Goal of the exercise: Pull out each line of the data below that contains the word "above", and copy those lines unchanged.

Excerpted data:

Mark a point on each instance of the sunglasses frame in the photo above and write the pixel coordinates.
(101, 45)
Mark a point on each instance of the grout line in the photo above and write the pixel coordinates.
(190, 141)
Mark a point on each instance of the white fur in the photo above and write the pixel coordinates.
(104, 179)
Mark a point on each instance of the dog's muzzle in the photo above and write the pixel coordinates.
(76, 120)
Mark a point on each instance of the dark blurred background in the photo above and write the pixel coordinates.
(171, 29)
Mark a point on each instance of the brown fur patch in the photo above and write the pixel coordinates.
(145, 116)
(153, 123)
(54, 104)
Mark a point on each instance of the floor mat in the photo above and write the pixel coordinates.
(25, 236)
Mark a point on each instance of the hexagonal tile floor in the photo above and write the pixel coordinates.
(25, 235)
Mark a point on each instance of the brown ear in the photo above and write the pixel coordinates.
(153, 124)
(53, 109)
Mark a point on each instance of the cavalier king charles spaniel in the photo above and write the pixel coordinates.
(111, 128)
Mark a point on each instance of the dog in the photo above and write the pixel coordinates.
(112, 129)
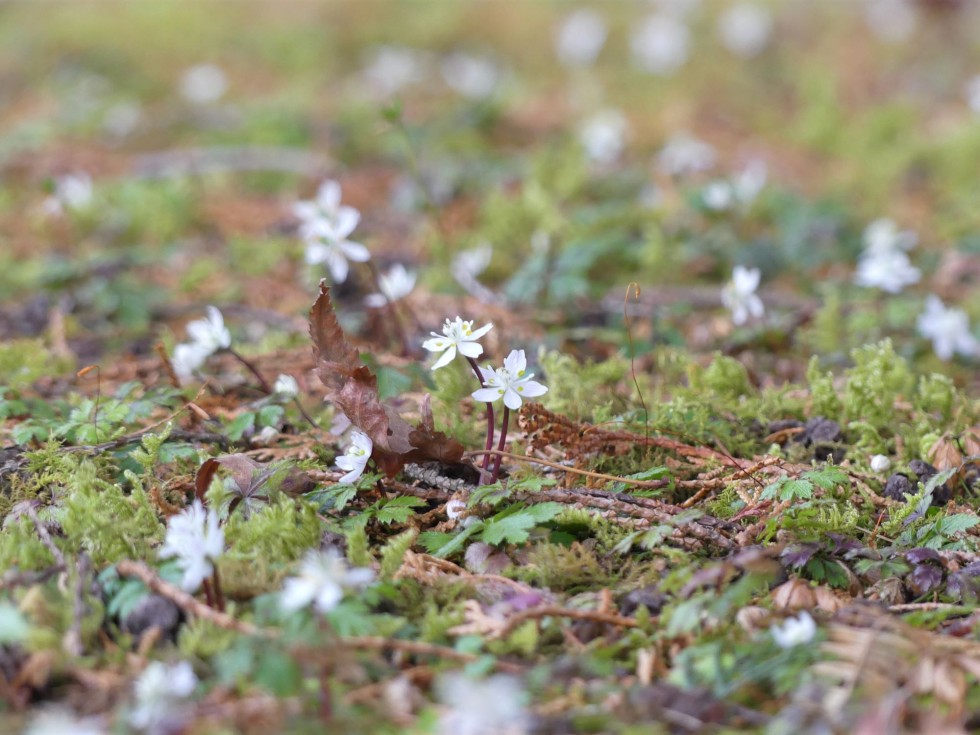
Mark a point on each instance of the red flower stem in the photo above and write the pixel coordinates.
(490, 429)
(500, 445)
* * *
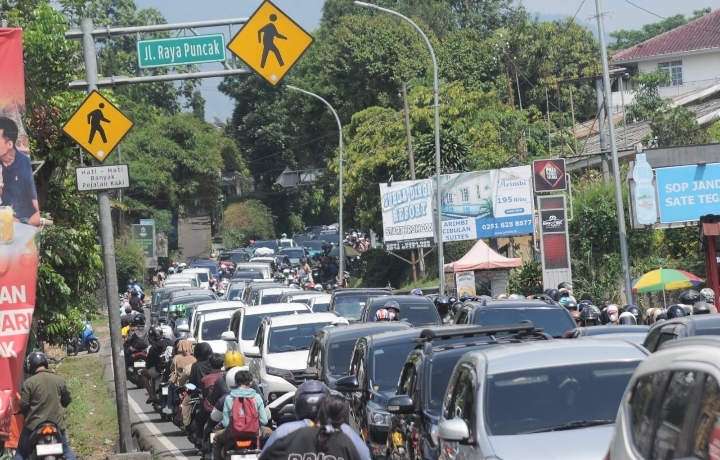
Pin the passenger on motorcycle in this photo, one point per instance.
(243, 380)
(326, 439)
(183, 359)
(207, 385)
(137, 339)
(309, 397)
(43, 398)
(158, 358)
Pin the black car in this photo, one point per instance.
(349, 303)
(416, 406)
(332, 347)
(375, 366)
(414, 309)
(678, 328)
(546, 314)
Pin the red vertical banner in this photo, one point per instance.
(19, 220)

Written response:
Mark a point on each instance of the sunglasses frame in the photo above and write the pixel coordinates.
Mark a point on each instance of the grout line in the photo above and write the pixel coordinates.
Mark a point on each instance of the white fur in the photo above and write the pixel coordinates.
Mark a point on each instance of the dog's muzzle in the photo above and write the pixel coordinates.
Mark a point on each instance of the dark blurred background in the photo above and write the pixel coordinates.
Mark a point on each instance of the brown fur patch in the photo above and write the pixel coordinates.
Mark a point on each instance of the floor mat in the photo above and write the pixel coordinates.
Mark a point on each instance of the hexagonal tile floor in the photo above and write the pixel coordinates.
Mark a point on each instance of the brown ear in the photo above and write the pixel coordinates.
Mark a point on each instance of the cavalier king charles spaniel in the photo above and write the pixel coordinates.
Mark a point on each instance of the dog in the photo above and write the pixel coordinates.
Mark a point on each instance of the red flower stem in the photo above and write the pixel coordinates.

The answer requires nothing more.